## begin QUOTED PASSAGE

• Stars
    star
    176
  • Rank 216,987 (Top 5 %)
  • Language
    Python
  • License
    MIT License
  • Created about 6 years ago
  • Updated over 4 years ago

Reviews

There are no reviews yet. Be the first to send feedback to the community and the maintainers!

Repository Details

The baselines used in the CoQA paper

coqa-baselines

We provide several baselines: conversational models, extractive reading comprehension models and their combined models for the CoQA challenge. See more details in the paper. We also provide instructions on how to run pretrained models on Codalab -- our platform for evaluation on the test set.

As we use the OpenNMT-py library for all our seq2seq experiments, please use the following command to clone our repository.

  git clone --recurse-submodules [email protected]:stanfordnlp/coqa-baselines.git

This code repository was mostly written by Danqi Chen, built on top of the DrQA and OpenNMT-py projects, with some help from Shayne Longpre and Siva Reddy. If you have any questions about this repository, please use Github Issues.

## end QUOTED PASSAGE

> [PROBLEMS AND TASKS]
A. According to the CoQA baselines page, which library is used for all of the seq2seq experiments?
B. Rewrite the paragraph of the CoQA baselines page that begins "We provide several baselines" as a short bulleted list that keeps its main facts.
The listing comes from a source separate from the CoQA baselines page.

## begin STORED ROWS

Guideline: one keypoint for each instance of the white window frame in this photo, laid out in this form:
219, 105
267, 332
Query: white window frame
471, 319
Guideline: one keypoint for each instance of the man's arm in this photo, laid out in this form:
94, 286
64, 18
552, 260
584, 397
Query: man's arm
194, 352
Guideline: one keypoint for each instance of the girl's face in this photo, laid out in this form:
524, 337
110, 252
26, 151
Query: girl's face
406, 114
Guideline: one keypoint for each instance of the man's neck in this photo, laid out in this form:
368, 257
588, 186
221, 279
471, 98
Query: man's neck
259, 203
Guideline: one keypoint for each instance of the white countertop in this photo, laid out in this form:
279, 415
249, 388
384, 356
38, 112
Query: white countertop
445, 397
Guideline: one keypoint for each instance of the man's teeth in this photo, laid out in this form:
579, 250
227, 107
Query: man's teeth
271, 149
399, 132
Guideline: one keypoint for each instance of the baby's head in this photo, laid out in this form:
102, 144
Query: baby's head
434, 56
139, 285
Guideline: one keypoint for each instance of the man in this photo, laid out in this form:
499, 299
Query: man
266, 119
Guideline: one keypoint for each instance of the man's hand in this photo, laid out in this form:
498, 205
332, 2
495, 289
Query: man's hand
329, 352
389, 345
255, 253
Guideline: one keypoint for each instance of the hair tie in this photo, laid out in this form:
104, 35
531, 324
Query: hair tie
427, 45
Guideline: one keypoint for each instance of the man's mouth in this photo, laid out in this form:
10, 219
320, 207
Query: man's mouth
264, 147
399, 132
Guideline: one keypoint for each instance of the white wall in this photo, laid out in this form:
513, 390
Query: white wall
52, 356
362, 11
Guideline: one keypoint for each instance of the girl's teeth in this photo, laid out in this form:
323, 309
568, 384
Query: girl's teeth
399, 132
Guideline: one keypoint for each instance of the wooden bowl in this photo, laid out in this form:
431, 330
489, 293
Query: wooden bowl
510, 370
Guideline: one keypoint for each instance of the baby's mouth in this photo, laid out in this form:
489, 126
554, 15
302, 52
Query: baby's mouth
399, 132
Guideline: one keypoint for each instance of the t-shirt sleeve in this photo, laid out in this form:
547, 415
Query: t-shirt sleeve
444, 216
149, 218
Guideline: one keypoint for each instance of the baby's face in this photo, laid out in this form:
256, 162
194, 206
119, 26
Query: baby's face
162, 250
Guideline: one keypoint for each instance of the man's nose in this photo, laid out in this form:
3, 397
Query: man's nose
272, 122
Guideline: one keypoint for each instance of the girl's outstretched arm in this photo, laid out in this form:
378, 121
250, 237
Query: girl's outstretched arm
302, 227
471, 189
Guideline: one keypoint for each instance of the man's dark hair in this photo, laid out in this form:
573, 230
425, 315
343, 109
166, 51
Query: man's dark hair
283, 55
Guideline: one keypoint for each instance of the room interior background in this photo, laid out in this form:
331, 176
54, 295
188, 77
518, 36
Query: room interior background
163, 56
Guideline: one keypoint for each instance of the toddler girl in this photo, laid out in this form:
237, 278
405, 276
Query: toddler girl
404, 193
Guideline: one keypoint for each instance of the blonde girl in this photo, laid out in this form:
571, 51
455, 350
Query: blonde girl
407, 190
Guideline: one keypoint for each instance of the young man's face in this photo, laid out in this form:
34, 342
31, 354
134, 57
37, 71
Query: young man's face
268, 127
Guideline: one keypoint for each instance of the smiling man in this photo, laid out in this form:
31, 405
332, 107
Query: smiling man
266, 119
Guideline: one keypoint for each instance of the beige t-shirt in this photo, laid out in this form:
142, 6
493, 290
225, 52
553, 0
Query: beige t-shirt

## end STORED ROWS

> [IN RESPONSE]
A. The OpenNMT-py library.

B.
- Baselines for the CoQA challenge: conversational models, extractive reading comprehension models, and models combining the two.
- Further details appear in the paper.
- Instructions are included for running pretrained models on Codalab, the platform for evaluation on the test set.